::: Passage shown

One of the key targets at COP27 is to make “finance flows a reality”. “Providing, mobilising and deliver climate finance for developing countries is an urgent priority [..].”
The importance of scaling up sustainable finance is underscored by Dursun-de Neef et al. (2022) and Schoenmaker and Voltz (2022). At the COP27 debates, there will be demands for more climate aid from wealthy countries. Financing is set to be the make-or-break issue for this COP. Wealthy nations pledged to mobilise $100 billion a year by 2020, but are still about $17 billion short. Progress on delivery of the annual $100 billion will build more trust between developed and developing countries and make progress towards tackling the global climate change problem more probable.
Equity considerations have been a core rationale behind the pledge to provide $100 billion a year in climate finance to developing countries. The argument typically runs as follows: (1) developed countries have historically emitted more carbon, so bear a larger responsibility for the adverse impacts of climate change; and (2) developed countries are wealthier than developing countries, so must help poor countries with climate mitigation and adaptation. In the run-up to COP27, the call to offer compensation finance for “loss and damage’’ has become especially prominent. “Loss and damage” has become shorthand for the call for funding by wealthy countries for poor countries suffering the consequences of climate change. The matter has grown more urgent this year, marked by a succession of extreme weather events including the recent widespread flooding in Pakistan.

::::::
::: Extracted information

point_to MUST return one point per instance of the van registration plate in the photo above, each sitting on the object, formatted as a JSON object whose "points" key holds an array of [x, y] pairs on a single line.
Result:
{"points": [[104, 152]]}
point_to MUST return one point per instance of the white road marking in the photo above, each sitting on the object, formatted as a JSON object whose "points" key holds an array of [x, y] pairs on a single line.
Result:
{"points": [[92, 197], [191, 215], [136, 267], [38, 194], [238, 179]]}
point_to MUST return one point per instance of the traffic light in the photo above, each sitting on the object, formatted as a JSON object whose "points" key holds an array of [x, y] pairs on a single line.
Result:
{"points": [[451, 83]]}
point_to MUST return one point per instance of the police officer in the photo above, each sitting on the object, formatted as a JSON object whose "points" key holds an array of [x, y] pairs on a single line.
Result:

::::::

Objective:
Please list every author surname named in the citations of the COP27 climate finance passage.

Correct result:
Dursun-de Neef, Schoenmaker, Voltz